— Start of TASK INPUTS —

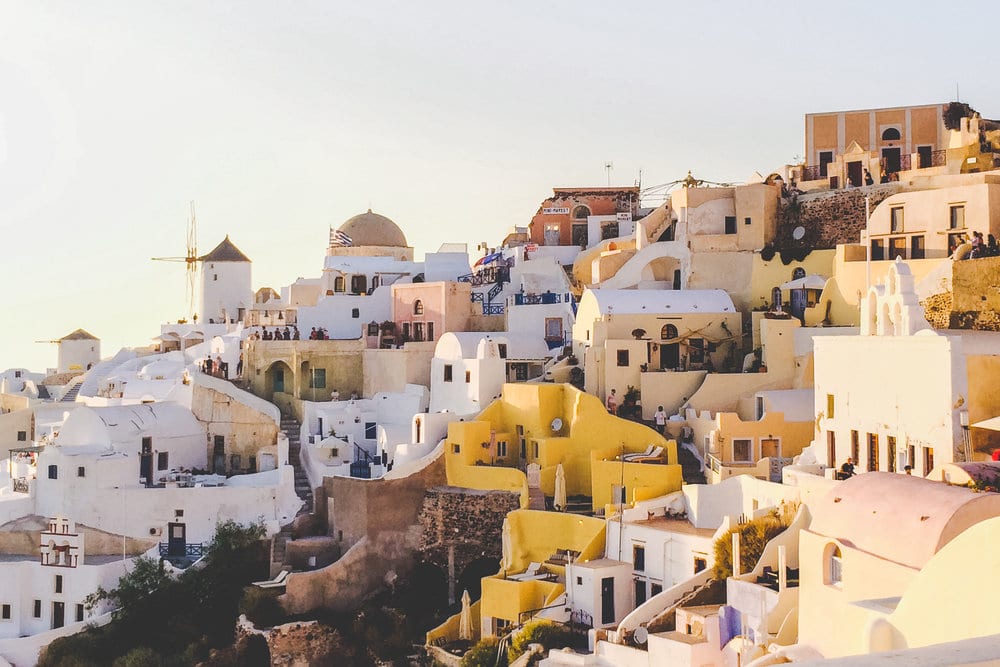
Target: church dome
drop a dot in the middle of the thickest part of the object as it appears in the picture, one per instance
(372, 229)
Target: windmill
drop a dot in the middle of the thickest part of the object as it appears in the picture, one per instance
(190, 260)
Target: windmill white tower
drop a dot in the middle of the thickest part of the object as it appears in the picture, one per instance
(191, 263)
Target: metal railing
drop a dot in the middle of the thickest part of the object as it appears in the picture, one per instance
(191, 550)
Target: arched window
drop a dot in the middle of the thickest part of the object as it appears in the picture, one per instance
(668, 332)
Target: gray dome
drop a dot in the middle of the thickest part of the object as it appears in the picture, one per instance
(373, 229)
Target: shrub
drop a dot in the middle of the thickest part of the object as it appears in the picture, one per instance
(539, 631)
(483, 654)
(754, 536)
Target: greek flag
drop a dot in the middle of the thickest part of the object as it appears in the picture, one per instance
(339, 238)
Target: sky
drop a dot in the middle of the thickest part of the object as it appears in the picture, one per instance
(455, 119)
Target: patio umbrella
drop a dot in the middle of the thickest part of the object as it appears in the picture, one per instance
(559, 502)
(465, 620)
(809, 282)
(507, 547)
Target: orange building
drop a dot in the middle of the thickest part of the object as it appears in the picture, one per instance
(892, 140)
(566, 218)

— End of TASK INPUTS —

### PROBLEM DESCRIPTION
Write out all the records again, exactly, minus any pictures.

### EXERCISE SOLUTION
Target: church dome
drop a dot in the middle of the thickest part of the object as it appears in the picture, one per instance
(372, 229)
Target: windmill
drop a dot in the middle of the thickest part of the object as it appears in the picture, one per instance
(190, 260)
Target: windmill white tower
drop a dot in the middle of the thickest part of the object as it appears in the picture, one per instance
(191, 263)
Target: metal railing
drop a dot in the middle of the thickest part of the object as it appears in the picture, one per instance
(191, 550)
Target: arched window
drop a dot in the middle of the thickest part of the object as it appears in the picture, one per instance
(668, 332)
Target: gray dome
drop a dot in the middle of the thickest part of the object as it appears in the picture, one per instance
(373, 229)
Target: shrub
drop a dot in the middle of the thickest part of the object as it appears in the picture, one per instance
(539, 631)
(483, 654)
(754, 536)
Target: greek flag
drop a dot in the middle of the thickest part of the object as it appears in the picture, one per instance
(339, 238)
Target: sky
drop a dot in the middle of the thickest part of the object as it appears in the picture, one per instance
(455, 119)
Target: patio umbrella
drop a dot in the middle of the thickest part of the object as it appears in the picture, one per instance
(559, 502)
(465, 620)
(809, 282)
(507, 547)
Target: orange building
drop a dot in the middle of the thickest part of the object as it appears in the picture, one per instance
(892, 140)
(566, 218)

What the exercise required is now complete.